___ PASSAGE SHOWN ___

Section 5.Counterparts. This Agreement may be executed in counterparts (and by different parties hereto on different counterparts) (including by facsimile or other electronic transmission (i.e., a “pdf” or “tif”)), each of which shall constitute an original but all of which when taken together shall constitute a single contract. Delivery of an executed signature page to this Agreement by facsimile or electronic transmission shall be as effective as delivery of a manually signed counterpart of this Agreement. The words “execution,” “execute”, “signed,” “signature,” and words of like import in or related to any document to be signed in connection with this Agreement and the transactions contemplated hereby shall be deemed to include electronic signatures, the electronic matching of assignment terms and contract formations on electronic platforms approved by the Administrative Agent, or the keeping of records in electronic form, each of which shall be of the same legal effect, validity or enforceability as a manually executed signature or the use of a paper-based recordkeeping system, as the case may be, to the extent and as provided for in any applicable law, including the Federal Electronic Signatures in Global and National Commerce Act, the New York State Electronic Signatures and Records Act, or any other similar state laws based on the Uniform Electronic Transactions Act.

___ DATA SHOWN ___

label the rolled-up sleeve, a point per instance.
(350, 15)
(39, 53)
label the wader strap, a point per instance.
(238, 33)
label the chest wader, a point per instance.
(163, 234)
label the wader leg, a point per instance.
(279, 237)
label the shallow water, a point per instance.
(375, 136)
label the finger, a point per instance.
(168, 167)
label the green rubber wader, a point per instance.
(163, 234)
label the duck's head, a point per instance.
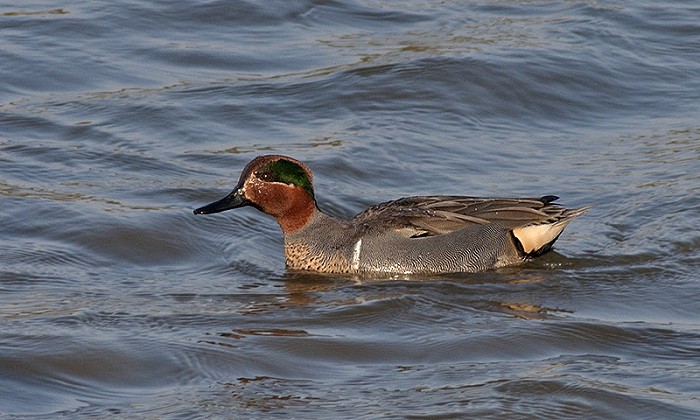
(276, 185)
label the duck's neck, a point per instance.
(296, 218)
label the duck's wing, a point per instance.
(435, 215)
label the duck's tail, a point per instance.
(535, 239)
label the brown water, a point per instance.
(117, 119)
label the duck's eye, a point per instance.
(265, 176)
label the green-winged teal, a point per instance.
(427, 234)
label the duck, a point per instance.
(435, 234)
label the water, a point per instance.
(119, 118)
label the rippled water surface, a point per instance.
(119, 118)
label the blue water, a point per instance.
(119, 118)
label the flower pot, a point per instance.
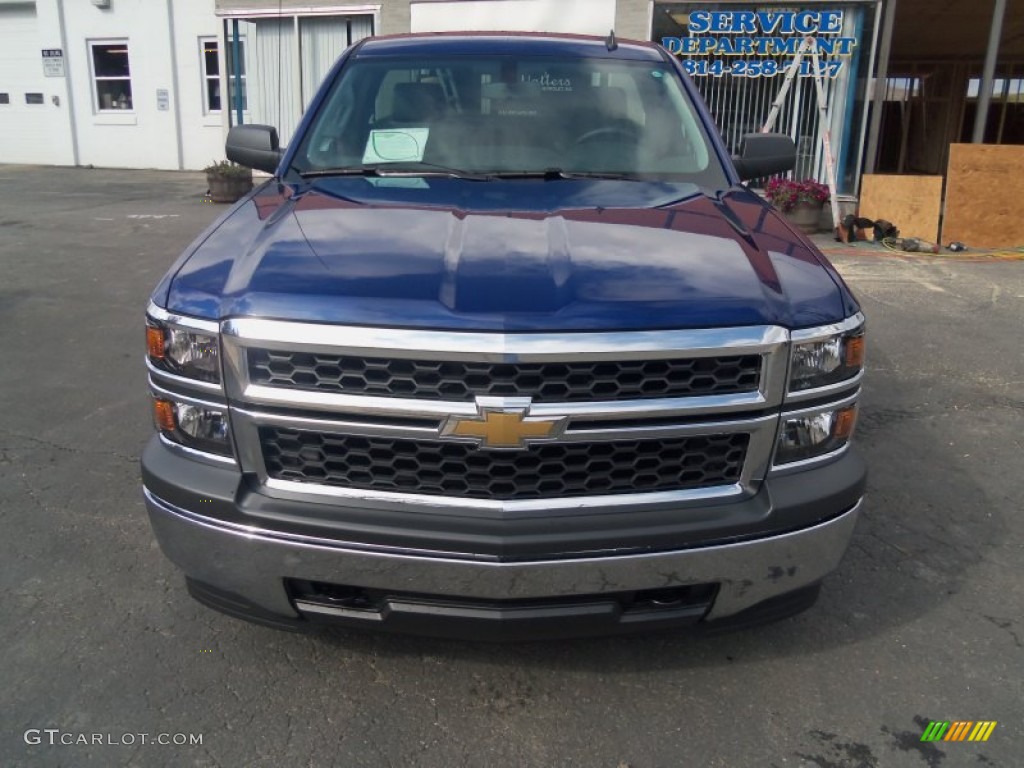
(805, 216)
(228, 188)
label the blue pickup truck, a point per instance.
(504, 349)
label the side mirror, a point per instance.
(255, 146)
(764, 155)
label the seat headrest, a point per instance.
(417, 101)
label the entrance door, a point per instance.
(27, 112)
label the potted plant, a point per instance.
(800, 201)
(227, 181)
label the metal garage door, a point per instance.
(25, 120)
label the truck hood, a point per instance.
(698, 262)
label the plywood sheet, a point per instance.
(985, 196)
(912, 203)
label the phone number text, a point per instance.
(765, 68)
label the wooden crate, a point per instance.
(912, 203)
(985, 196)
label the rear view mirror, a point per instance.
(765, 155)
(255, 146)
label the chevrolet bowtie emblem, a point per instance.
(504, 426)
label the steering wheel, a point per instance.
(631, 134)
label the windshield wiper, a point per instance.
(553, 174)
(416, 168)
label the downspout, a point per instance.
(988, 76)
(174, 87)
(237, 70)
(881, 79)
(71, 89)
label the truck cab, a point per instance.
(504, 349)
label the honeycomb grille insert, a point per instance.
(549, 470)
(544, 382)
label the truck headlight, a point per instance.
(200, 427)
(811, 434)
(823, 361)
(189, 353)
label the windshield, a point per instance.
(499, 115)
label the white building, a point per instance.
(152, 83)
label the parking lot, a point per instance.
(923, 621)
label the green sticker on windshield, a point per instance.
(396, 145)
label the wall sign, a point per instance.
(760, 43)
(53, 62)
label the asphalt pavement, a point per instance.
(101, 644)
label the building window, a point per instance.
(229, 62)
(210, 62)
(112, 76)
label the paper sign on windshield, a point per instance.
(396, 145)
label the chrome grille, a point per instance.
(544, 382)
(458, 469)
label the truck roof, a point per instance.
(514, 43)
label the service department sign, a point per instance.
(760, 43)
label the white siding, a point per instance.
(202, 133)
(29, 133)
(582, 16)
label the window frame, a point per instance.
(227, 77)
(206, 77)
(97, 107)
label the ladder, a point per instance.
(809, 46)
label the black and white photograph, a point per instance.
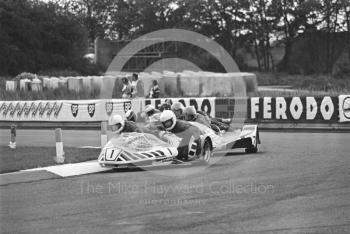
(174, 116)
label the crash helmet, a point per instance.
(178, 109)
(190, 113)
(150, 110)
(168, 119)
(117, 123)
(130, 115)
(164, 106)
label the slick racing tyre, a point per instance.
(253, 149)
(207, 151)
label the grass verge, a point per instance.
(26, 157)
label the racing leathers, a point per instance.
(189, 145)
(201, 119)
(130, 126)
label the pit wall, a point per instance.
(311, 110)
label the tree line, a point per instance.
(235, 24)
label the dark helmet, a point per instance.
(190, 113)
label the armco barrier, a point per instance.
(324, 109)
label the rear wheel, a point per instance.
(207, 151)
(253, 149)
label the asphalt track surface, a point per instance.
(297, 183)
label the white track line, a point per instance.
(73, 169)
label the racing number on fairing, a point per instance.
(111, 154)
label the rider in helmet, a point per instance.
(151, 113)
(130, 115)
(119, 125)
(189, 145)
(192, 115)
(178, 110)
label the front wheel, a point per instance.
(207, 151)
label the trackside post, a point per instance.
(103, 133)
(12, 144)
(59, 146)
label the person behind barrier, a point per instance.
(155, 90)
(137, 86)
(192, 115)
(130, 115)
(178, 110)
(189, 146)
(127, 88)
(119, 125)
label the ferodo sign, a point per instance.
(315, 109)
(204, 104)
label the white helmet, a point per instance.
(117, 123)
(130, 115)
(168, 119)
(190, 113)
(149, 108)
(177, 106)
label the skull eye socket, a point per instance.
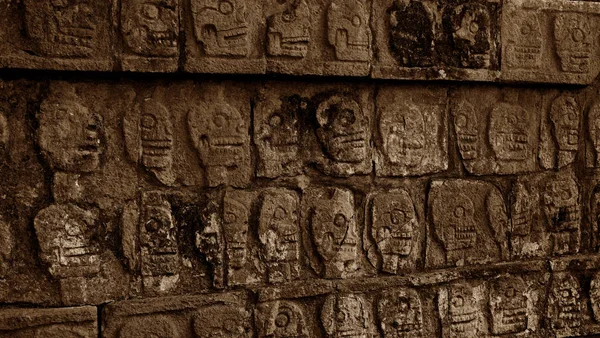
(459, 211)
(230, 217)
(150, 11)
(275, 120)
(458, 301)
(226, 7)
(340, 220)
(148, 121)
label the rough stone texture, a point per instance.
(273, 206)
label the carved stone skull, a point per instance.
(63, 28)
(69, 134)
(151, 27)
(348, 30)
(235, 232)
(401, 314)
(289, 31)
(471, 35)
(342, 129)
(402, 130)
(574, 40)
(467, 131)
(280, 235)
(508, 305)
(346, 316)
(394, 227)
(508, 130)
(334, 232)
(222, 27)
(564, 115)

___

**TASKS:**
1. In the counterparts clause, who must approve the electronic platforms used for matching assignment terms and forming contracts?
2. Explain, in one to three sentences, what the counterparts clause gives as the basis for electronic signatures and electronic records having the same legal effect as manual signatures or paper-based recordkeeping.

**ANSWERS TO THE TASKS:**
1. The Administrative Agent.

2. They have that effect to the extent and as provided for in applicable law. The clause names the Federal Electronic Signatures in Global and National Commerce Act, the New York State Electronic Signatures and Records Act, and any other similar state laws based on the Uniform Electronic Transactions Act.